** DIRECTIONS FOR THIS TASK **
Count the lines in the entries below that contain the word "shirt". Reply with the number alone.

** EXCERPTED DATA **
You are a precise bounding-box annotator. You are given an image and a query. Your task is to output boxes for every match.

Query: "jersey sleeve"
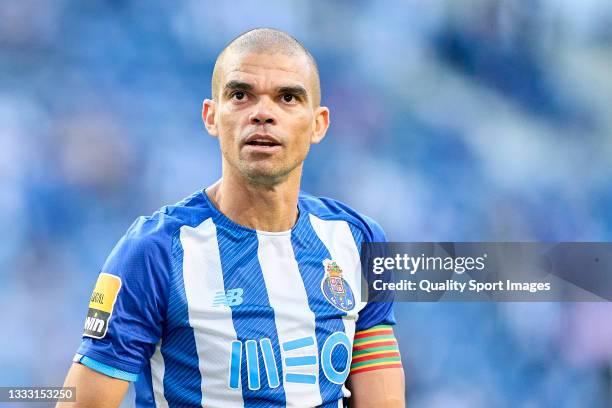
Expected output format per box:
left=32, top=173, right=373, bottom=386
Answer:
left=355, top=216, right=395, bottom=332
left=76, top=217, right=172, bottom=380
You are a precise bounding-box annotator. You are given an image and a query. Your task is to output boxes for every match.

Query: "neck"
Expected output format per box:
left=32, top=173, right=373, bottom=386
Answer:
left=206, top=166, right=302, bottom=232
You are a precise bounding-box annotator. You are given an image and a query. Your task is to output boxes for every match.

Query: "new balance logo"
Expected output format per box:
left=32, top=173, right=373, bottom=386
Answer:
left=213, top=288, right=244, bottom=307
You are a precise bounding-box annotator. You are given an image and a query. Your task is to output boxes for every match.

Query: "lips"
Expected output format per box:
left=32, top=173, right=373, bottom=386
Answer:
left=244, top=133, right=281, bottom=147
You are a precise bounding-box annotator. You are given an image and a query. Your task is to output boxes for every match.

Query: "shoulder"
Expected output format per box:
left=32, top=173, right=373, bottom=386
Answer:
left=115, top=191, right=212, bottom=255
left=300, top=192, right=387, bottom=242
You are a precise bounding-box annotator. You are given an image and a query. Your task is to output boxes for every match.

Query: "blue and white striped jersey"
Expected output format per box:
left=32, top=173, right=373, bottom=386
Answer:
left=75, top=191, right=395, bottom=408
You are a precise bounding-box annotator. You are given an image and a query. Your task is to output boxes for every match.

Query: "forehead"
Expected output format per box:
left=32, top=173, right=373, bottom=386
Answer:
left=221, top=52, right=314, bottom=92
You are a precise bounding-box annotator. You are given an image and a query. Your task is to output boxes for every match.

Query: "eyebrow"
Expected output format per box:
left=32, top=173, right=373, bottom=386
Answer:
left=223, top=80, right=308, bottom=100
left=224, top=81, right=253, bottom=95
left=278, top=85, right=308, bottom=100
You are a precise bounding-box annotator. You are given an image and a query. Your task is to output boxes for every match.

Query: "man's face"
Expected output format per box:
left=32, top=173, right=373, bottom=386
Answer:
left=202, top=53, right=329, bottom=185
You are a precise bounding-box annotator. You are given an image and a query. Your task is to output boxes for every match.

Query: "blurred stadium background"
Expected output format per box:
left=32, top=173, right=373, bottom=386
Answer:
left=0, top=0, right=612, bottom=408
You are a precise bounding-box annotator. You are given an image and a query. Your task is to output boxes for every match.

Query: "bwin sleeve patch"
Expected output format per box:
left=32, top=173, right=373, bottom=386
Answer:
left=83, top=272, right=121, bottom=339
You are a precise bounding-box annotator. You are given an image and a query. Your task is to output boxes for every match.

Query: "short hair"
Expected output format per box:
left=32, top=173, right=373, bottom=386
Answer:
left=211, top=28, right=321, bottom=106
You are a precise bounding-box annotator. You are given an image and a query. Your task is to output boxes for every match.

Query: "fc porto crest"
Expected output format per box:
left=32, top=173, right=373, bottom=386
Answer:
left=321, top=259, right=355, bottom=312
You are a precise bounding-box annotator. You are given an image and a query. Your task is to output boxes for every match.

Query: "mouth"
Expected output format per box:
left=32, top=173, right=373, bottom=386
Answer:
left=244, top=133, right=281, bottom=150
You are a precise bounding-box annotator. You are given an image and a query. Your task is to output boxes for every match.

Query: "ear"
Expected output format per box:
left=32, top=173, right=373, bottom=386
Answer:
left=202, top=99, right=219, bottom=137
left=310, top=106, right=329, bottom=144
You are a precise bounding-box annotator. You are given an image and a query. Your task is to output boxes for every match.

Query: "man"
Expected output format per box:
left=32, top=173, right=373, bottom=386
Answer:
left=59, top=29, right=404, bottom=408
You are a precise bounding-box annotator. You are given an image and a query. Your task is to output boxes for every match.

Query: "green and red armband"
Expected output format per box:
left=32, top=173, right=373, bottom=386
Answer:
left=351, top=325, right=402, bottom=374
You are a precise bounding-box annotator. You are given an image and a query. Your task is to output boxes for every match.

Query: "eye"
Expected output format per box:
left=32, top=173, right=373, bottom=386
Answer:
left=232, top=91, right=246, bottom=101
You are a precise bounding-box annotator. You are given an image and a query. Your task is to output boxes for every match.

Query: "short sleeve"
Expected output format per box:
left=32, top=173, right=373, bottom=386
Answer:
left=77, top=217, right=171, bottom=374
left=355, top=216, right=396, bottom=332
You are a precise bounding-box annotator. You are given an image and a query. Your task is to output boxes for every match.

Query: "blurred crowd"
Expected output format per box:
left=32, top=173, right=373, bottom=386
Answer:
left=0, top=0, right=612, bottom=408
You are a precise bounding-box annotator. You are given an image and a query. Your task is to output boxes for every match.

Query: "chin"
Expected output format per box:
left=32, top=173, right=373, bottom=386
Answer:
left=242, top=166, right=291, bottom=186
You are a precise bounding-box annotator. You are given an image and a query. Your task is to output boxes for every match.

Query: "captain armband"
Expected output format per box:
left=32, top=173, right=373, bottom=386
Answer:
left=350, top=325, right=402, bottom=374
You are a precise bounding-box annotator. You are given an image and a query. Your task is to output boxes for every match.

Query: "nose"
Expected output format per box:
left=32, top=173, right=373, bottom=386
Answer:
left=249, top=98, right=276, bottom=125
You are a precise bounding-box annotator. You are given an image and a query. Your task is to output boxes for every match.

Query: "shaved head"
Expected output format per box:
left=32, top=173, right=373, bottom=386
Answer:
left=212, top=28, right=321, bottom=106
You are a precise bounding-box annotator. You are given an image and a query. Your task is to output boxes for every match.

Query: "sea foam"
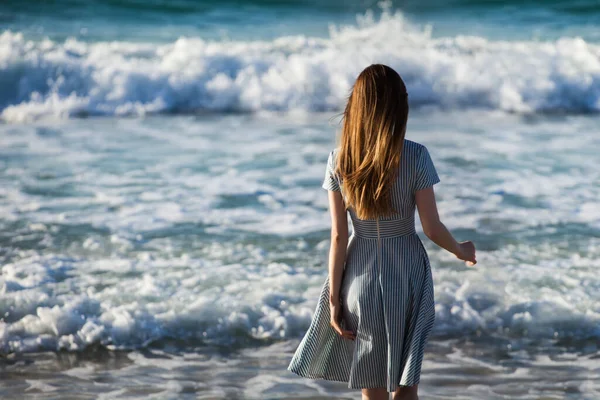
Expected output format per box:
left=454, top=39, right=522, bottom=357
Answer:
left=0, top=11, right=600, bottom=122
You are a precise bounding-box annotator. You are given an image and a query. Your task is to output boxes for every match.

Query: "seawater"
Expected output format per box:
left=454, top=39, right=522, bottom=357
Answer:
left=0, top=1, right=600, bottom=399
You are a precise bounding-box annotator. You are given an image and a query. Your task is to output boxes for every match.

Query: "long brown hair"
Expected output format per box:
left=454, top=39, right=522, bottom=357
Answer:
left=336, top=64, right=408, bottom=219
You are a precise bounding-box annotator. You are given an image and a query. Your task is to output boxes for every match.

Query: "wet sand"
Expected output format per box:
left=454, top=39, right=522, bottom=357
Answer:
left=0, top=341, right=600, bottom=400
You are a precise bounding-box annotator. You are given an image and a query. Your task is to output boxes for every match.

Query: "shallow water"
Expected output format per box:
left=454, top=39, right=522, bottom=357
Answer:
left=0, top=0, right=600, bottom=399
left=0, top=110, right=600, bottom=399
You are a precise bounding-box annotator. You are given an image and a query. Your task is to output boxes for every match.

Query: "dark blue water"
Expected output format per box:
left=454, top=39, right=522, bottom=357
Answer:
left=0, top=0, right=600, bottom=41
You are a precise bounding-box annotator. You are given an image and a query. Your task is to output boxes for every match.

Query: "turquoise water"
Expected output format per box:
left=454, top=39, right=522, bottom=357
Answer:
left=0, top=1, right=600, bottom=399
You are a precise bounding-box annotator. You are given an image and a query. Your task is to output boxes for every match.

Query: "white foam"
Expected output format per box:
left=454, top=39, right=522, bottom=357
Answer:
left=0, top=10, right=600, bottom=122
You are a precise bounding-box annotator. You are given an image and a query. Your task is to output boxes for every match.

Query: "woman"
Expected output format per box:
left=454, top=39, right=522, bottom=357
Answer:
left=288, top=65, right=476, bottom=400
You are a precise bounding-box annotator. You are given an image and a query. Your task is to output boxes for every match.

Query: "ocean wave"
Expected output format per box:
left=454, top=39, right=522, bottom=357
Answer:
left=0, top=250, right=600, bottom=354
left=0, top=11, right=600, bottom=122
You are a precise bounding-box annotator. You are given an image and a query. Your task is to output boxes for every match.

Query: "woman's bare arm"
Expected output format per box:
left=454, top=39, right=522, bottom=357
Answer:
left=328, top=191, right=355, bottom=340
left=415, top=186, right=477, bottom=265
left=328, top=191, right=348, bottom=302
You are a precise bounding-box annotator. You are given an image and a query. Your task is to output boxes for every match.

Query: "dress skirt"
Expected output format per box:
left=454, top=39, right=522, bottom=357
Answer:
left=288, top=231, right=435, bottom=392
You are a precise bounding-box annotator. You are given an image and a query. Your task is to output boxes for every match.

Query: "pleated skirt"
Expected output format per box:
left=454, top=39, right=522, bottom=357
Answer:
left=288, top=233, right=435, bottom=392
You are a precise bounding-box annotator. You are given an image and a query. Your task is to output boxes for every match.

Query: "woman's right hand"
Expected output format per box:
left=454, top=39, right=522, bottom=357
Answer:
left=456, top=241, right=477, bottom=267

* * *

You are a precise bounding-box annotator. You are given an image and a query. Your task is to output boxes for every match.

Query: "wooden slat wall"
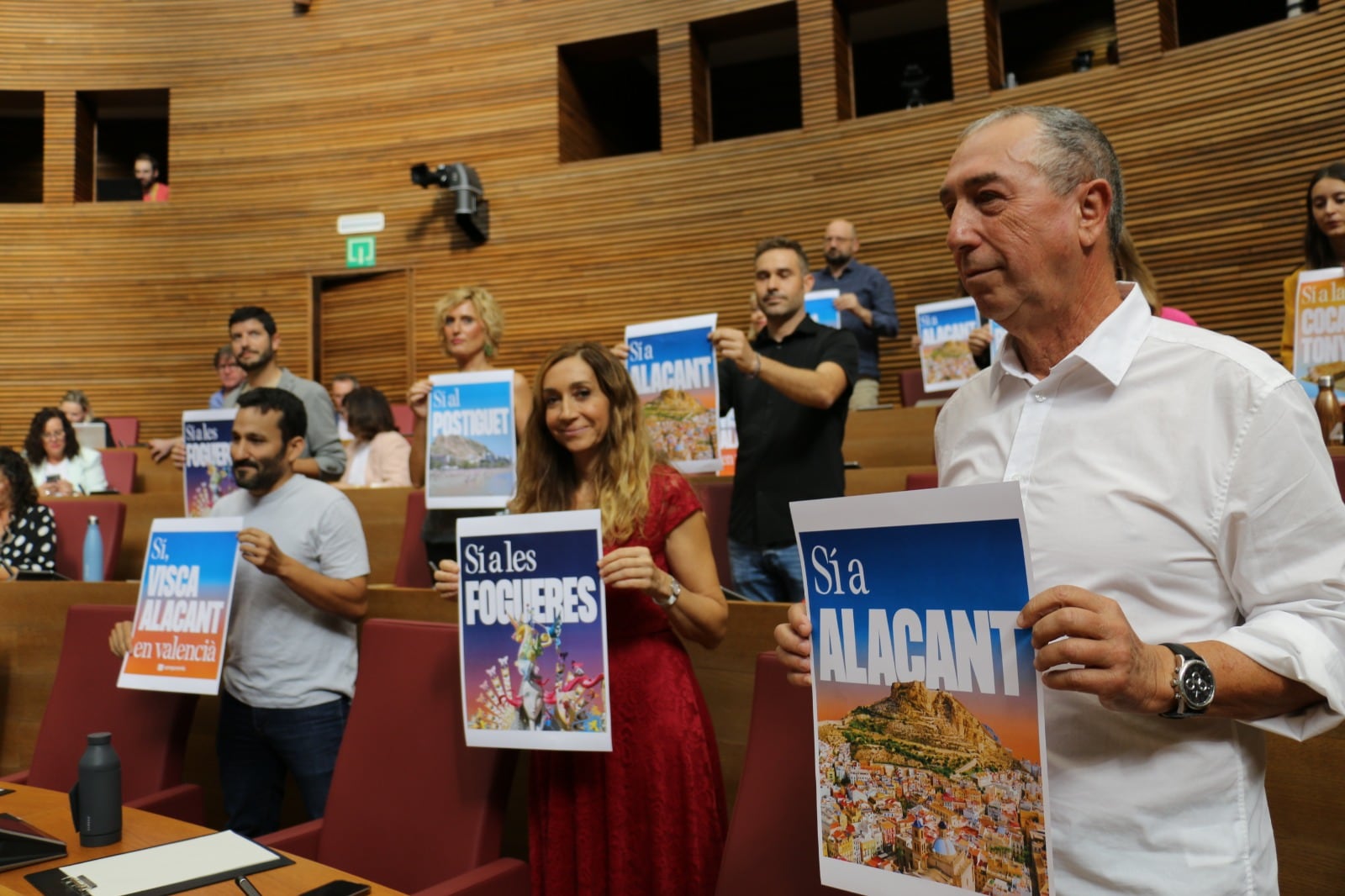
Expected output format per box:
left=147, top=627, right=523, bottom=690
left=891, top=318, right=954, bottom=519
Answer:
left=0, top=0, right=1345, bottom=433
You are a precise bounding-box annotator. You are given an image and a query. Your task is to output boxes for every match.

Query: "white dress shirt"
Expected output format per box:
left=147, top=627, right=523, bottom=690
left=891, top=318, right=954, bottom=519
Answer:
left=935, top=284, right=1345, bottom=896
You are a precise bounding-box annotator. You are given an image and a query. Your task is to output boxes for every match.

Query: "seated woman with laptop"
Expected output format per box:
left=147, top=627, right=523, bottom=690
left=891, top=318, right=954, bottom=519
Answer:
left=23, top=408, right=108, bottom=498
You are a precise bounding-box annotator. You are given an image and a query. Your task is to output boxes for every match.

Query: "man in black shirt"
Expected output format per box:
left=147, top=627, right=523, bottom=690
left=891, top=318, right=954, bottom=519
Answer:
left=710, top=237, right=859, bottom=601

** COMPLETE ANSWER **
2